-- start SOURCE TEXT --

This second edition introduces concepts, algorithms, software packages, and applications related to data clustering. Though the authors do not claim comprehensive coverage of the field, the breadth and depth of the material presented make it a very valuable textbook as well as reference.

The organization of the book is very good. There are 22 chapters spread over four parts. The first part (six chapters) covers the basics, the second part (12 chapters) describes the various algorithms, the third part (two chapters) reviews the available open-source software, and the fourth part considers two example applications with results. Since the material is self-contained, readers familiar with the basics of linear algebra and statistics will be able to easily follow the content.

Data variables may not be measured on the same scale, and in some cases the numerical data may need to be converted to nominal scales. In addition, when a dataset involves different types of variables, transformation into a certain type is needed, giving appropriate weight to the variables. Such considerations along with methods of data visualization are covered in the first part. Every clustering algorithm is based on some measure of similarity or dissimilarity, hence several measures of similarity and dissimilarity are discussed in detail here.

Clustering problems can be generally divided into hard clustering or fuzzy clustering. In hard clustering, each data point belongs to one and only one cluster; in fuzzy clustering, a data point may belong to two or more clusters with some probabilities. Hard clustering can be hierarchical or partitional. However, “unlike hierarchical algorithms, partitional algorithms create a one-level non-overlapping partitioning of the data points” [1].

-- end SOURCE TEXT --
-- start MATERIAL PROVIDED --

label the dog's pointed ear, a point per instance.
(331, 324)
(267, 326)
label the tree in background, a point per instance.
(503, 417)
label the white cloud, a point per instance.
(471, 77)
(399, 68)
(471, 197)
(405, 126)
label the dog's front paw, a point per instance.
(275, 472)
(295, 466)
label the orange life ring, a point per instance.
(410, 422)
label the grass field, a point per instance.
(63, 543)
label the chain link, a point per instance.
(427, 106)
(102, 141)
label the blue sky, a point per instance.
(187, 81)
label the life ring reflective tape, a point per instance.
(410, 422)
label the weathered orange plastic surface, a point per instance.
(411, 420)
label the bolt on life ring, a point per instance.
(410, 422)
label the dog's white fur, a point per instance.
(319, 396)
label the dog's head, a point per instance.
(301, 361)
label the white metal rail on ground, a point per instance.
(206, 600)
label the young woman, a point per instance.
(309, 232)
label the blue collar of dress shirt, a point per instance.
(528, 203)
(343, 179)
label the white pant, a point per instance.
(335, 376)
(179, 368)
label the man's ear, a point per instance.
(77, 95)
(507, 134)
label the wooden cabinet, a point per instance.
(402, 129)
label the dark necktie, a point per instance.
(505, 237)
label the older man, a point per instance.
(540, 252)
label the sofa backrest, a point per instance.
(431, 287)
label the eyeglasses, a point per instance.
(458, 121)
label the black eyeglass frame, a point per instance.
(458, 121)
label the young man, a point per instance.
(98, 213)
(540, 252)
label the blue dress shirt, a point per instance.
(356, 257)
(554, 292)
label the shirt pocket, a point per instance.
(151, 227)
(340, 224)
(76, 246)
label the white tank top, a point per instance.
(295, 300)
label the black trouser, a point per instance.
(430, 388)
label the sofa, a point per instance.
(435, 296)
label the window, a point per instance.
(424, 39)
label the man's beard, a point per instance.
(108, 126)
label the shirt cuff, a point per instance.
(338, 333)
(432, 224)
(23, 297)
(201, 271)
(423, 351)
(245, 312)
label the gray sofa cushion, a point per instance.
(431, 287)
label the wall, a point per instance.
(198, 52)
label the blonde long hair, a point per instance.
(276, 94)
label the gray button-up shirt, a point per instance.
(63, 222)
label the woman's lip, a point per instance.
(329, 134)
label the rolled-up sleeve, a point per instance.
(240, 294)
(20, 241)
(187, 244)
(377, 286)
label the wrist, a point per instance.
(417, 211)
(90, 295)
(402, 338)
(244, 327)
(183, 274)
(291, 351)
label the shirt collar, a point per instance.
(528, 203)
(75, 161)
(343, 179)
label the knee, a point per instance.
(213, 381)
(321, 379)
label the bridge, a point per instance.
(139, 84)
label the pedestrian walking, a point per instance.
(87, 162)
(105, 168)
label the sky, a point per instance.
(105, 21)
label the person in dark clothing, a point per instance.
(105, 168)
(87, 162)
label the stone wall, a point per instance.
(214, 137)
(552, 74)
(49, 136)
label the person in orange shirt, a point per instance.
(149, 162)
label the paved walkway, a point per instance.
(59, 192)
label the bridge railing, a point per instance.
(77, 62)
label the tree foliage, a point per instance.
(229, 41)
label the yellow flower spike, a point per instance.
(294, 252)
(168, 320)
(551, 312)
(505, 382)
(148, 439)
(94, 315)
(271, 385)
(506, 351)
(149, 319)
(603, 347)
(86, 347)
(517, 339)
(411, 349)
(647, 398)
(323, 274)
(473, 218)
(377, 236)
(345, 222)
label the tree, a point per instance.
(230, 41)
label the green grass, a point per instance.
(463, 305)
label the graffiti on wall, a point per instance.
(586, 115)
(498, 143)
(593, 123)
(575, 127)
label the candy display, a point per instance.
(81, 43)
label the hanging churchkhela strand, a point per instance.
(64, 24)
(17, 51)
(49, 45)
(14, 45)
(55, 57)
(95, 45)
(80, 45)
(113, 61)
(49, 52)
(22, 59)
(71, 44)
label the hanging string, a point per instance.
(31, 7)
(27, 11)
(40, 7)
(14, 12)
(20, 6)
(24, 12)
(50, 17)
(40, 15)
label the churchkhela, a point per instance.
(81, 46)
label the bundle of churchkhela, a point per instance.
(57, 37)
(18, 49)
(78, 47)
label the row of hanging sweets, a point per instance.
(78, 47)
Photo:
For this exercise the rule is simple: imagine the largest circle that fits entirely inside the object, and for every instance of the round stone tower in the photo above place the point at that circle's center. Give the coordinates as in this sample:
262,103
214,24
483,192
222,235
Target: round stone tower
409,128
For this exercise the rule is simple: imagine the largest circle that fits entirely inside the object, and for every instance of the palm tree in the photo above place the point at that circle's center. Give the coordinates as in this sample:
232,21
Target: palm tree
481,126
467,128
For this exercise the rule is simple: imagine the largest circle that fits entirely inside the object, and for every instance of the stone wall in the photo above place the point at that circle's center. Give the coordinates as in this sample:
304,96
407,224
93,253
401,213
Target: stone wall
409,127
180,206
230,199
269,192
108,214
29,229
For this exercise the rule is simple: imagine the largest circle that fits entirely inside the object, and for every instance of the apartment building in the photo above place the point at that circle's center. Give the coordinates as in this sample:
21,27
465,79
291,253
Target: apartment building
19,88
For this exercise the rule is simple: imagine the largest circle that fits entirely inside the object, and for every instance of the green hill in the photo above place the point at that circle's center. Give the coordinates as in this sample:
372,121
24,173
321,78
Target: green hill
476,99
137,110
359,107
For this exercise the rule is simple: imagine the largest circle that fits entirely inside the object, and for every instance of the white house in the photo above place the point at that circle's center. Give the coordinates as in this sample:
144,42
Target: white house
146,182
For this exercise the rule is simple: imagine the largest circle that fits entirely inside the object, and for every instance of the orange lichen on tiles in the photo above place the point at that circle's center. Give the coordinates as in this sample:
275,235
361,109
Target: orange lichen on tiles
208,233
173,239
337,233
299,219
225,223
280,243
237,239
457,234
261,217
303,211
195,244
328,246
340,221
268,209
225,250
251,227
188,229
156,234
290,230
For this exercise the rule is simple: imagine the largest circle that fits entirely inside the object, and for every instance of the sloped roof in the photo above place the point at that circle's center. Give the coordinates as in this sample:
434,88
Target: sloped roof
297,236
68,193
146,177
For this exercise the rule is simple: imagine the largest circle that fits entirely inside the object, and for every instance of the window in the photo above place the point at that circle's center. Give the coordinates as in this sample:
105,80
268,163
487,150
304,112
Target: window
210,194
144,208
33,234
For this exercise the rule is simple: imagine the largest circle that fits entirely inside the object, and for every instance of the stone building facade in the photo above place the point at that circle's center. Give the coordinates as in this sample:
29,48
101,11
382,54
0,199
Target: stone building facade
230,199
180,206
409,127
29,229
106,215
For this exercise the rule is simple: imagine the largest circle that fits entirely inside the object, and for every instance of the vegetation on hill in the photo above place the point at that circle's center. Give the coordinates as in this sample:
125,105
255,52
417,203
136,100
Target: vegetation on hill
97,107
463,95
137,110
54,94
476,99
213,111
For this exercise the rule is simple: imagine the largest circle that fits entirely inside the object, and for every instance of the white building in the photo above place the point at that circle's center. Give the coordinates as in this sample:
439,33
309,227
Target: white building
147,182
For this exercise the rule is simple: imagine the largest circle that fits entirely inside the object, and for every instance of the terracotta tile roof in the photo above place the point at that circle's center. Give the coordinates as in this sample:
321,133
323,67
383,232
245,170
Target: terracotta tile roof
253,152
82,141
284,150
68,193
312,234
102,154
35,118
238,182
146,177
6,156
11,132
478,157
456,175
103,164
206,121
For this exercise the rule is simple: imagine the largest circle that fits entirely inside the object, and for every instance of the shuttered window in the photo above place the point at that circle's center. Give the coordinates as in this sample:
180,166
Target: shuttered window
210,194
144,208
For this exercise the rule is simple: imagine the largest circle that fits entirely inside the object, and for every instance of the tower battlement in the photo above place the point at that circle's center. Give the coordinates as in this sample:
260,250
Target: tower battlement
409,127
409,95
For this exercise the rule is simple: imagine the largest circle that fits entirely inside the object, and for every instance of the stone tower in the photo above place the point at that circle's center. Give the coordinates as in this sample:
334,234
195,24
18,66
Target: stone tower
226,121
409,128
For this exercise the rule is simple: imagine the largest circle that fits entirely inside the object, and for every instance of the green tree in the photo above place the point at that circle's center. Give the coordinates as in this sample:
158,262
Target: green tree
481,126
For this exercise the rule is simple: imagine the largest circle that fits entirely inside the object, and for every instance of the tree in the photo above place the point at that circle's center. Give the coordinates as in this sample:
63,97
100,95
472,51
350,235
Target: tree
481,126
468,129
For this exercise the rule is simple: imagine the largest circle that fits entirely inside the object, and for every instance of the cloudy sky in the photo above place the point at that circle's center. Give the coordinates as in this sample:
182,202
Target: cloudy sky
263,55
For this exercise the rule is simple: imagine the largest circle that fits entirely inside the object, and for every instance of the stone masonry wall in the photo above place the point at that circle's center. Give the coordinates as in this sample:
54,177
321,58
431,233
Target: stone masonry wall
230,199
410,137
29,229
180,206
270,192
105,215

-- end MATERIAL PROVIDED --

> _WHAT YOU WILL DO_:
A. Reproduce the passage of the clustering book review between "This second edition" and "follow the content.", inclusive.
B. Carry on the clustering book review from the point where it stops.

> _REPLIES_:
A.
This second edition introduces concepts, algorithms, software packages, and applications related to data clustering. Though the authors do not claim comprehensive coverage of the field, the breadth and depth of the material presented make it a very valuable textbook as well as reference.

The organization of the book is very good. There are 22 chapters spread over four parts. The first part (six chapters) covers the basics, the second part (12 chapters) describes the various algorithms, the third part (two chapters) reviews the available open-source software, and the fourth part considers two example applications with results. Since the material is self-contained, readers familiar with the basics of linear algebra and statistics will be able to easily follow the content.

B.
Special tree structures called dendrograms are often used in hierarchical clustering and are described very well with several examples. Hierarchical algorithms are subdivided into agglomerative or divisive algorithms. Agglomerative methods start with each object in a different cluster and then repeatedly merge the closest pair of clusters according to some similarity criteria. Divisive methods start with all objects in one cluster and repeatedly split large clusters into smaller pieces. Both methods are susceptible to variance in the quality of results based on similarity measures adopted. Also, any incorrect grouping decision in an earlier step affects the clustering quality. The book covers the relative merits of such methods as well as providing pointers to earlier publications that suggest improvements.

The second part of the book describes various hierarchical as well as fuzzy algorithms in depth. There is a vast range of algorithms here that are center-based, search-based, graph-based, grid-based, density-based, and model-based. High-dimensional datasets have inherent sparsity; conventional clustering methods do not scale well on them. In addition, clusters are embedded in subspaces of high-dimensional data space. Dimension reduction, the handling of big data, and the evaluation of clustering algorithms are covered in the later chapters.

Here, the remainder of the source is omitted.